***** Provided material

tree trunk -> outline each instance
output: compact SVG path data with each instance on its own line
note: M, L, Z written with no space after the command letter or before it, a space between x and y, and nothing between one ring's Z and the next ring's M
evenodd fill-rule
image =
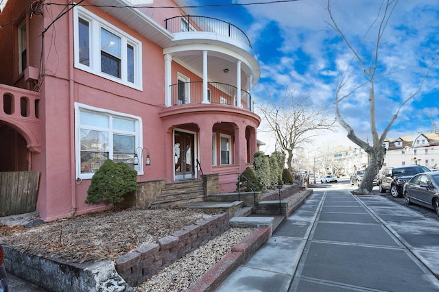
M365 149L369 156L369 165L366 169L363 180L358 188L357 193L370 193L373 188L373 179L384 163L385 148L382 146L374 146Z

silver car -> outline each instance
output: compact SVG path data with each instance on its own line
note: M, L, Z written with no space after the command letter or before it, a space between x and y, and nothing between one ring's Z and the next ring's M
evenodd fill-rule
M405 203L417 204L436 211L439 216L439 172L424 172L412 178L403 193Z

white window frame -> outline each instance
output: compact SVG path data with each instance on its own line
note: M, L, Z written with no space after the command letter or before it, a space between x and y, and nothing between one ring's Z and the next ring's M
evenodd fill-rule
M96 114L104 114L117 118L128 119L134 121L134 151L136 151L136 149L139 147L143 147L143 123L141 117L134 116L132 114L127 114L123 112L118 112L113 110L106 110L104 108L95 108L94 106L88 106L86 104L75 103L75 161L76 178L81 180L91 179L95 174L95 173L81 173L81 111L88 111L91 112L95 112ZM86 128L91 129L91 127L86 126ZM96 130L98 131L106 130L106 129L99 129L99 127L96 127L95 129L93 130ZM118 133L119 132L118 132ZM121 134L123 133L121 132ZM109 141L108 158L113 158L112 139L110 139ZM134 169L136 169L137 171L137 173L140 175L143 174L143 166L142 165L143 164L139 164L139 165L137 165L134 167Z
M143 90L141 42L82 7L75 6L73 10L73 15L75 67L127 86ZM88 43L90 46L89 66L84 65L80 62L78 29L80 18L88 22ZM121 52L120 78L101 71L100 32L102 28L114 34L121 38L121 48L122 48L122 49ZM126 48L128 45L134 49L134 82L130 82L128 77L128 56Z
M228 139L228 164L223 164L222 161L221 160L221 151L222 151L222 149L221 149L221 138L226 138L227 139ZM225 134L220 134L220 164L221 165L230 165L233 164L232 162L232 149L233 149L233 145L232 145L232 136L230 135L226 135Z
M217 166L217 133L212 133L212 165Z

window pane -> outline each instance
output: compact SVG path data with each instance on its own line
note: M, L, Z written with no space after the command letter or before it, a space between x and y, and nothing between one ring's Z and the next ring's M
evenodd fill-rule
M134 132L134 121L125 119L112 118L112 128L115 130Z
M104 51L101 52L101 71L110 75L120 78L121 60Z
M108 133L81 129L81 151L108 151Z
M128 135L117 135L113 138L113 153L130 153L134 152L134 136Z
M225 137L221 137L221 164L229 165L230 164L230 154L229 154L229 141L228 138Z
M101 49L121 58L121 38L106 29L101 29Z
M81 125L88 125L99 127L109 127L108 117L88 112L81 112Z
M90 45L88 22L82 19L79 20L80 63L90 66Z
M108 159L108 152L81 151L81 173L96 172Z
M129 82L134 83L134 48L130 45L126 48L127 63L128 63L128 80Z

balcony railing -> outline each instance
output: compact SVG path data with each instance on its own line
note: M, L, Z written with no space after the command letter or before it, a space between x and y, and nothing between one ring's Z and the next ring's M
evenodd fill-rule
M173 106L186 104L201 104L203 101L203 82L180 82L170 85ZM207 99L211 104L228 104L237 106L238 88L233 85L220 82L207 82ZM241 90L241 104L252 111L252 96Z
M228 36L250 49L248 37L233 24L211 17L196 15L182 15L165 19L166 29L173 34L185 32L207 32Z
M0 117L40 122L38 93L0 84Z

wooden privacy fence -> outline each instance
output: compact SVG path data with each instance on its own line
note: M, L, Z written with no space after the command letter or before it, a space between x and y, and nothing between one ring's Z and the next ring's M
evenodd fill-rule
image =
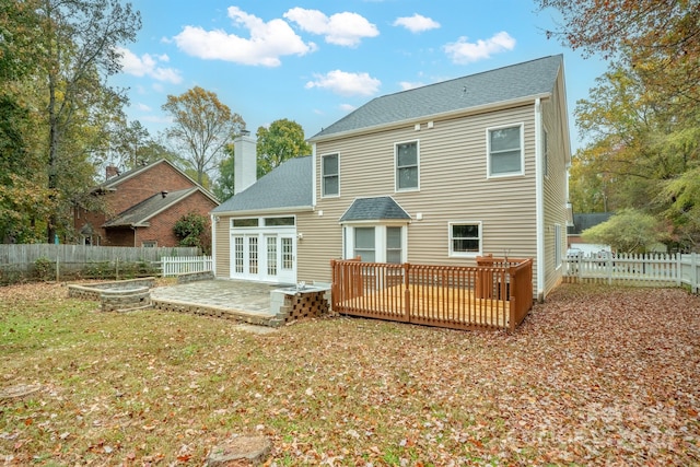
M152 275L164 256L195 256L196 247L128 247L56 244L0 245L0 284L39 278L119 278ZM48 270L46 270L48 268Z
M646 287L689 285L698 293L698 254L574 255L564 259L565 282L603 282Z
M164 278L187 272L210 271L212 268L211 256L164 256L161 258L161 264Z
M330 261L340 314L453 329L506 329L533 306L533 260L481 257L476 267Z

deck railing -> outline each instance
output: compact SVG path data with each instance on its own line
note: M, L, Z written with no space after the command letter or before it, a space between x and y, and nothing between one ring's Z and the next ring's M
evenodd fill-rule
M514 330L533 306L533 260L476 267L332 260L334 311L455 329Z
M210 271L212 268L211 256L164 256L161 258L163 277L172 277L188 272Z

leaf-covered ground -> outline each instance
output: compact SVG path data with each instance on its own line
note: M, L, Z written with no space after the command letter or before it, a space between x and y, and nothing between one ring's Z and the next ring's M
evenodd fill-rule
M698 465L700 297L567 284L514 335L358 318L269 335L0 289L0 465Z

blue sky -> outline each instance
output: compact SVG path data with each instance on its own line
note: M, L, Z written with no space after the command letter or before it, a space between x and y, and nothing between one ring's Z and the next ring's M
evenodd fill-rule
M555 12L528 0L132 0L143 26L125 45L130 119L153 137L167 95L214 92L253 133L288 118L306 138L373 97L563 54L573 109L606 70L547 39Z

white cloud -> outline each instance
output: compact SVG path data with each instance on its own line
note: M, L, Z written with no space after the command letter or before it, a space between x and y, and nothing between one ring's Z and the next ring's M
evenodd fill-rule
M172 124L173 117L168 115L144 115L142 117L139 117L139 120L148 121L151 124Z
M468 43L467 37L459 37L456 43L446 44L444 50L453 62L469 63L490 58L493 54L513 50L514 47L515 39L502 31L493 37L476 43Z
M306 83L306 89L322 87L340 95L373 95L382 82L369 73L348 73L334 70L326 74L315 74L316 79Z
M421 82L411 83L409 81L400 81L398 83L398 85L401 87L401 91L408 91L408 90L412 90L412 89L416 89L416 87L420 87L420 86L422 86L424 84L421 83Z
M436 30L440 27L440 23L416 13L412 16L397 17L394 26L404 26L411 33L422 33L424 31Z
M307 33L325 36L328 44L357 47L365 37L376 37L380 30L358 13L336 13L326 16L318 10L293 8L283 16Z
M117 47L116 50L121 55L119 61L121 63L121 70L125 73L135 77L151 77L156 81L166 81L173 84L178 84L183 81L183 77L178 70L158 66L159 61L170 60L166 55L152 56L150 54L143 54L141 57L138 57L131 50L124 47Z
M224 60L242 65L278 67L280 57L305 55L316 50L314 43L305 44L283 20L264 22L237 7L229 8L229 17L250 33L249 38L222 30L206 31L185 26L173 39L184 52L209 60Z

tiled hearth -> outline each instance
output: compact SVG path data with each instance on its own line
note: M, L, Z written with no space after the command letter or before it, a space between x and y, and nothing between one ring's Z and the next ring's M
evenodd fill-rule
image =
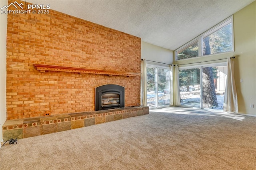
M4 141L85 127L149 113L147 106L131 106L95 111L56 115L6 121Z

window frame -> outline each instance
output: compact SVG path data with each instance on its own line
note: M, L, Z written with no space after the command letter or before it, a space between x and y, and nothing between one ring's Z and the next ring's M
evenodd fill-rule
M182 60L189 60L190 59L198 58L198 57L209 57L210 56L213 56L215 55L218 55L220 54L223 54L225 53L234 52L235 51L234 49L234 22L233 22L233 15L227 18L225 20L224 20L220 22L218 24L215 25L214 27L212 27L210 29L209 29L206 31L204 32L202 34L199 35L198 36L196 37L192 40L190 41L188 43L186 43L184 45L182 45L178 49L174 51L174 54L175 55L175 61L180 61ZM203 55L202 51L202 45L203 45L203 39L206 37L210 35L211 34L215 32L219 29L225 27L229 23L231 23L231 27L232 29L232 50L229 51L226 51L222 53L218 53L210 54L208 55ZM194 43L196 43L197 41L198 43L198 56L194 57L191 57L188 59L178 59L178 54L179 53L183 51L185 49L188 48L189 48L191 45L193 45Z
M156 100L156 106L155 107L152 107L151 108L150 108L149 109L150 110L152 109L158 109L158 108L164 108L164 107L170 107L171 106L171 85L170 84L170 93L169 94L169 95L170 95L170 103L169 103L169 105L166 105L166 106L158 106L158 69L160 68L160 69L166 69L166 70L170 70L170 77L171 76L171 74L172 74L172 72L171 72L171 68L170 66L168 67L168 66L163 66L162 65L158 65L158 64L151 64L150 63L148 63L148 62L147 62L146 63L146 67L148 68L154 68L156 69L156 70L155 70L155 83L156 83L156 98L157 98L158 100ZM147 93L148 92L147 92ZM148 99L147 99L147 104L148 103Z

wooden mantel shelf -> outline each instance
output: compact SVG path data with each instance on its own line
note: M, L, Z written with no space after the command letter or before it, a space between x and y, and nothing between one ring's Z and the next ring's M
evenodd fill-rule
M136 72L126 72L105 70L97 70L78 67L70 67L52 65L38 64L35 64L33 65L36 67L37 70L40 70L41 72L45 72L45 71L64 71L66 72L106 74L110 76L114 75L127 76L140 76L140 73Z

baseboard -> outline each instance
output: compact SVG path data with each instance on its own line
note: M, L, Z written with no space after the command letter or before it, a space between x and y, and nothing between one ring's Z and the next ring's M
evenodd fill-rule
M249 114L245 114L245 113L234 113L236 115L242 115L243 116L252 116L254 117L256 117L256 115L250 115Z
M1 141L1 145L0 145L0 149L1 149L1 147L2 147L3 145L4 145L4 139L2 139L2 141Z

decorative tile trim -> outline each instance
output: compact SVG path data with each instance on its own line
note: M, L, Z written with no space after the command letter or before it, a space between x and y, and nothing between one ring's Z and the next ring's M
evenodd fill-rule
M44 120L42 121L26 121L26 123L25 123L24 122L24 119L20 119L18 121L19 124L18 124L12 125L10 122L7 123L6 125L5 125L4 124L2 127L2 130L3 131L4 131L15 130L19 129L22 129L28 127L36 127L46 125L64 122L71 122L72 121L78 121L95 117L98 117L98 119L100 119L102 117L110 115L115 115L116 117L115 120L118 120L120 119L130 117L130 116L128 115L128 114L129 114L129 113L130 113L131 114L134 115L134 112L139 111L140 111L144 110L145 110L146 111L143 111L143 114L141 114L140 115L138 114L138 115L143 115L146 114L148 114L149 113L149 107L147 106L143 106L141 107L128 107L116 109L116 110L115 109L112 109L111 110L110 110L110 112L98 111L88 112L82 112L80 113L70 113L68 114L68 115L70 116L70 117L68 117L68 116L64 117L62 117L62 118L61 117L61 116L57 116L57 117L54 116L52 117L53 119L51 120ZM140 112L141 112L141 111L140 111ZM83 114L83 113L84 114ZM124 117L124 116L123 113L126 113L126 115L125 115L125 117ZM122 117L120 117L120 115L122 115ZM47 119L46 119L44 117L40 117L42 118L43 120L44 120L44 120L46 120L46 120ZM55 118L55 119L54 119L54 118ZM41 120L41 119L40 119L40 120ZM6 121L6 123L7 121ZM95 121L96 121L96 120ZM17 122L16 122L17 123ZM24 123L22 124L20 124L21 122ZM102 123L105 123L105 122ZM96 123L95 123L94 124L96 124Z

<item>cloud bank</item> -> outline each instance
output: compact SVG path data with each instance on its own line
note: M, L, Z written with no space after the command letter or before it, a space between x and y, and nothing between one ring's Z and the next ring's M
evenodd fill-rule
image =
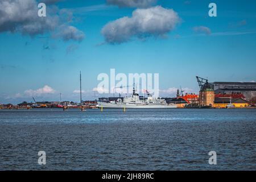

**********

Exercise description
Reproduce the records from the first line up to and including the line with "M365 149L369 156L369", switching "tree trunk" to "birch trunk" and leaving everything else unchanged. Omit the pictures from your reply.

Worked solution
birch trunk -> outline each instance
output: compact SVG path data with each instance on its own line
note: M, L, Z written with no space after the command letter or before it, a space between x and y, and nothing between one ring's Z and the next ring's M
evenodd fill-rule
image =
M365 149L369 156L369 165L366 169L363 180L358 188L357 193L370 193L373 188L373 179L384 163L385 148L382 146L374 146Z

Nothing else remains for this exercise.